What is asked. Type out the material below exactly.

Given records.
★ ★ ★

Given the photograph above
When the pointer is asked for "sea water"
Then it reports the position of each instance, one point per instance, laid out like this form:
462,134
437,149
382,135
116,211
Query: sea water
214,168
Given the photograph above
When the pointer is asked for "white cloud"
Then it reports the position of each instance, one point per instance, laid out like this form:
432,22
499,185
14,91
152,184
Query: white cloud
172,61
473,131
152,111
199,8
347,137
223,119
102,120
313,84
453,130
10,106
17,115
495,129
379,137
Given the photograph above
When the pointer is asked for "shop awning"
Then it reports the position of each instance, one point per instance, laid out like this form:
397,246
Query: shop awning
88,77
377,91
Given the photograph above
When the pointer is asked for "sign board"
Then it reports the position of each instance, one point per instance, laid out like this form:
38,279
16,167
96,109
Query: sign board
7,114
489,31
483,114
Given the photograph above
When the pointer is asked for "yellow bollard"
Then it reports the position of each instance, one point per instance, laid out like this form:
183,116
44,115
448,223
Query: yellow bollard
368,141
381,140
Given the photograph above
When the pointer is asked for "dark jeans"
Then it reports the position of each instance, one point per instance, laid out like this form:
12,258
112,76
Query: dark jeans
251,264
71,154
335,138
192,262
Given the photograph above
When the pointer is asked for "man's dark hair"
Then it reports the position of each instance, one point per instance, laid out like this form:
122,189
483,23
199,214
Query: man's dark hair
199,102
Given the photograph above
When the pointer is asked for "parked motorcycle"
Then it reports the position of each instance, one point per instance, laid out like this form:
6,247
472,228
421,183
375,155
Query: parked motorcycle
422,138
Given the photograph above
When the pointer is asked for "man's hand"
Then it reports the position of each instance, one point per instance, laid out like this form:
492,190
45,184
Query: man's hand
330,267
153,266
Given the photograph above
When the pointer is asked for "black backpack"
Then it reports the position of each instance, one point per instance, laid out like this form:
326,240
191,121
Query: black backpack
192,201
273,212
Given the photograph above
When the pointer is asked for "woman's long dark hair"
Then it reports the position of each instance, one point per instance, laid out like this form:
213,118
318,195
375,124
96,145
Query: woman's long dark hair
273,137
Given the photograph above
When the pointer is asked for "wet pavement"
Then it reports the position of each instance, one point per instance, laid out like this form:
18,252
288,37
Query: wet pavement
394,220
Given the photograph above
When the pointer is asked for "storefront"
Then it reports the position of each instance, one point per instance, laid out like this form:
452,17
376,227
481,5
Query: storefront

★ ★ ★

Solution to this task.
Given the photograph above
When the pointer is asked for "sea water"
Then it reports the position of each instance, one point per instance, laid out like this form:
462,134
437,149
382,135
116,211
Query: sea water
214,168
Given the photograph above
When the pointer is asked for "white cloud"
Then it reports the position of each instance, one point per instance, laid out like this form:
432,22
499,185
14,91
152,184
Query: white cloud
172,61
473,131
152,111
199,8
347,137
223,119
102,120
313,84
453,130
10,106
17,115
495,129
379,137
Given the photograph above
When the pointer is asked for "shop awning"
Then it reports the position of each instance, one point per instance, laid out like this form:
397,246
Query: shop awning
88,77
377,91
Given the photograph above
When the pointer is asked for "sign board"
Then it reports the position of each instance, one point per instance, laid out like this form:
38,279
16,167
96,109
Query: sign board
7,114
489,31
483,114
Given the photograph above
When the pointer is asked for "yellow bollard"
Then it reports the position of each instance, one point per instance, laid out like this form:
183,116
44,115
448,223
Query: yellow bollard
368,141
381,140
Given the photograph above
When the pointer is asked for "dark jeans"
Then it reports the position of each instance, one point per instance, laid out like this form:
12,258
112,76
Query: dark jeans
251,264
71,154
335,138
192,262
Given the photograph above
When the pointer is asked for "man's dark hair"
Then it reports the position of each instance, one point per instance, laid out like this form:
122,189
483,23
199,214
Query: man's dark hair
199,102
Given the photograph above
When the pointer is asked for "parked motorcycle"
Then it reports the position of each instance, one point per instance, laid out like this form:
6,247
472,228
421,183
375,155
Query: parked motorcycle
422,138
Given the photograph above
When the pointer is asked for "man's hand"
Then it reports the position of each instance, one point per instance, laid out like this form:
492,190
45,184
Query: man's hand
330,267
153,266
Given the photograph above
When the pointer is asked for "black backpack"
Then it reports the position of each instance, one point per instance, laid out like this form:
326,240
191,121
Query: black backpack
192,201
273,212
Given the photograph above
When the pointer is asked for "woman's long dark hair"
Then it reports the position of each instance, one point per instance, laid out like this form:
213,118
318,195
375,124
96,145
Query: woman's long dark hair
273,137
Given the photograph above
When the pointer is asked for "wet pavement"
Then it reports the position of each instance, one point per instance, laid out like this form:
18,252
288,37
Query: wet pavement
394,220
Given the photograph above
When the pointer is asked for "storefront"
Then it reports the position of each instance, one point per instance, laid out like this form:
452,17
376,227
481,5
Query: storefront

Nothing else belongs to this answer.